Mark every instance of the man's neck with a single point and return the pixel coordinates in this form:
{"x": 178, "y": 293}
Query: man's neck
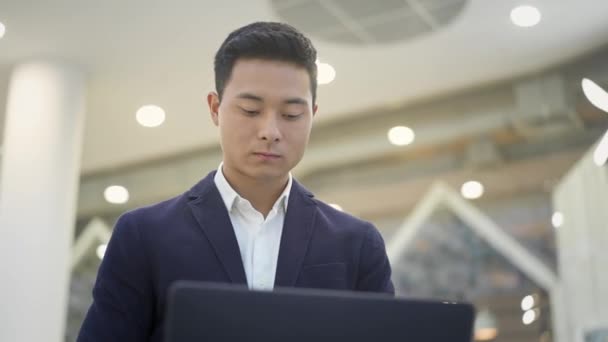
{"x": 261, "y": 194}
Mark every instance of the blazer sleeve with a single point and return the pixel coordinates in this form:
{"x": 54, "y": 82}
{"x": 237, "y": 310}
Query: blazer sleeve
{"x": 374, "y": 268}
{"x": 122, "y": 308}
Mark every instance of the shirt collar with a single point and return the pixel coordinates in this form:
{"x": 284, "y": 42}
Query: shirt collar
{"x": 230, "y": 196}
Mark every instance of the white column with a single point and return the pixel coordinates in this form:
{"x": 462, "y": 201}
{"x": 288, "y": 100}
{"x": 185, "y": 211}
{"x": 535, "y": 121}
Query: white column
{"x": 38, "y": 188}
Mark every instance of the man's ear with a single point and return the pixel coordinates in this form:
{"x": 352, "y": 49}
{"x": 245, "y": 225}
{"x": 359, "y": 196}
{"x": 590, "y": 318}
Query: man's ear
{"x": 213, "y": 100}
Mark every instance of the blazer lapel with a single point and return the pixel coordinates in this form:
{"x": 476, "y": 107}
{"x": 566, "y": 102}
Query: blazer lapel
{"x": 210, "y": 212}
{"x": 297, "y": 232}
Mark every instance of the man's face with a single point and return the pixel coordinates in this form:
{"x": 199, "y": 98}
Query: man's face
{"x": 265, "y": 118}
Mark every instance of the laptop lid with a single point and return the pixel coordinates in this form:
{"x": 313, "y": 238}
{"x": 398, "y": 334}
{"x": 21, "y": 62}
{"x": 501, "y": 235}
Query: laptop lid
{"x": 227, "y": 312}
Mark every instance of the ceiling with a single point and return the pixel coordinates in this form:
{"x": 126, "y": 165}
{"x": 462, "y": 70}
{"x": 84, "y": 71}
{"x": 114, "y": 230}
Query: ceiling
{"x": 160, "y": 52}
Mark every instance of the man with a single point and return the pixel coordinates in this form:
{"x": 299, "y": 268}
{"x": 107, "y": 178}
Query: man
{"x": 248, "y": 222}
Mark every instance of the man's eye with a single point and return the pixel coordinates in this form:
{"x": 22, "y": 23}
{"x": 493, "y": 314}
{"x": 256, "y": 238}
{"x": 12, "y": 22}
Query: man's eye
{"x": 250, "y": 112}
{"x": 292, "y": 116}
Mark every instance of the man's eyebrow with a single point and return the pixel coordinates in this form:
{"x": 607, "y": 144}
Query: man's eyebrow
{"x": 249, "y": 96}
{"x": 291, "y": 100}
{"x": 296, "y": 100}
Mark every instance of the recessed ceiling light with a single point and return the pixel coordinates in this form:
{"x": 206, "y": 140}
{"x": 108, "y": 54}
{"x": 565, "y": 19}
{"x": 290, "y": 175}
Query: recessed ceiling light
{"x": 529, "y": 317}
{"x": 525, "y": 16}
{"x": 335, "y": 206}
{"x": 150, "y": 116}
{"x": 600, "y": 155}
{"x": 485, "y": 327}
{"x": 325, "y": 73}
{"x": 101, "y": 250}
{"x": 527, "y": 302}
{"x": 401, "y": 135}
{"x": 2, "y": 30}
{"x": 471, "y": 190}
{"x": 116, "y": 194}
{"x": 557, "y": 219}
{"x": 595, "y": 94}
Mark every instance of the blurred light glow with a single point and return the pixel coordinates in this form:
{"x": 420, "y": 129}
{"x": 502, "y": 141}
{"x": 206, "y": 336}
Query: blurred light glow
{"x": 529, "y": 317}
{"x": 472, "y": 190}
{"x": 335, "y": 206}
{"x": 485, "y": 326}
{"x": 101, "y": 251}
{"x": 557, "y": 219}
{"x": 486, "y": 334}
{"x": 600, "y": 155}
{"x": 525, "y": 16}
{"x": 325, "y": 73}
{"x": 595, "y": 94}
{"x": 527, "y": 303}
{"x": 116, "y": 194}
{"x": 401, "y": 135}
{"x": 150, "y": 116}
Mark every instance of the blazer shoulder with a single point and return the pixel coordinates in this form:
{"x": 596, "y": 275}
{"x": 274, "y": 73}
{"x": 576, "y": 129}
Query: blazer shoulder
{"x": 343, "y": 220}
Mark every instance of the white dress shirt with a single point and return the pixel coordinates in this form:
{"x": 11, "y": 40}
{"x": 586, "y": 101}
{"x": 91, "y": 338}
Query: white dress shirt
{"x": 258, "y": 238}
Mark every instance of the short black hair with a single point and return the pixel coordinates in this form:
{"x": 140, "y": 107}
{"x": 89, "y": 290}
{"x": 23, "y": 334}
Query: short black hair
{"x": 265, "y": 40}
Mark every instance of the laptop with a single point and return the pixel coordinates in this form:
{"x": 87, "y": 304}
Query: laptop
{"x": 226, "y": 312}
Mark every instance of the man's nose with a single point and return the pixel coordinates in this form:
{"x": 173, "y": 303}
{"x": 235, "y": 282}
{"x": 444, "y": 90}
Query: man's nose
{"x": 269, "y": 129}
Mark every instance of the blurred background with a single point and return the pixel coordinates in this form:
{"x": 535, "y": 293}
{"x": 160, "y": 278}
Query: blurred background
{"x": 470, "y": 132}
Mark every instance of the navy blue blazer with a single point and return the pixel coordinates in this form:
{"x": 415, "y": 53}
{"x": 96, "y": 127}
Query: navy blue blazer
.....
Your task is to write out the lines from the one with "Mark every instance of the white dress" through the end of the records, exactly and with nothing added.

Mark every instance of the white dress shirt with a single point and return the pixel coordinates in this form:
{"x": 11, "y": 40}
{"x": 586, "y": 101}
{"x": 91, "y": 338}
Query: white dress shirt
{"x": 258, "y": 238}
Mark every instance of the short black hair with a single point and return the pixel coordinates in this form:
{"x": 140, "y": 107}
{"x": 89, "y": 290}
{"x": 23, "y": 334}
Query: short black hair
{"x": 265, "y": 40}
Mark every instance of the laptop with a single point and return the pixel coordinates in this form:
{"x": 87, "y": 304}
Query: laptop
{"x": 226, "y": 312}
Mark every instance of the man's nose with a single point and return the pixel coordinates in this form:
{"x": 173, "y": 303}
{"x": 235, "y": 282}
{"x": 444, "y": 90}
Query: man's nose
{"x": 269, "y": 129}
Mark every instance of the blurred background with a single point and return the pixel coordinates in this form:
{"x": 535, "y": 293}
{"x": 160, "y": 278}
Query: blurred background
{"x": 470, "y": 132}
Mark every instance of the navy blue blazer with a single point and return the pixel coordinates in this form:
{"x": 415, "y": 53}
{"x": 96, "y": 127}
Query: navy blue blazer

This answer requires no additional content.